● **PROBLEM TO WORK ON**:
Put every text line from the rows below into a numbered list, skipping blank lines. Leave the pictures out.

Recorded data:
━━━

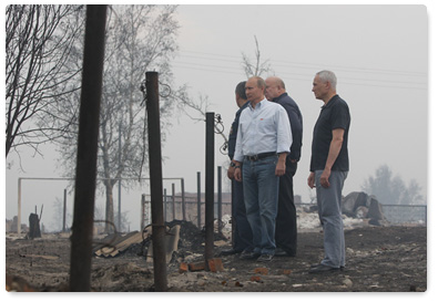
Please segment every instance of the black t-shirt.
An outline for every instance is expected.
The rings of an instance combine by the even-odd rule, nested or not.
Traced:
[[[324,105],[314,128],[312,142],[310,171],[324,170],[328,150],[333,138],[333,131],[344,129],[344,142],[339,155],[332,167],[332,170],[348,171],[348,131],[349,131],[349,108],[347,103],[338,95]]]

━━━

● **TASK RESULT**:
1. Please segment every instance of the black t-shirt.
2. An outline for every instance is expected.
3. The rings of an instance combine by the even-odd rule, nested or not.
4. Traced:
5. [[[324,105],[314,128],[312,142],[310,171],[324,170],[328,150],[333,138],[333,131],[344,129],[344,142],[339,155],[332,167],[332,170],[348,171],[348,131],[349,131],[349,108],[347,103],[338,95]]]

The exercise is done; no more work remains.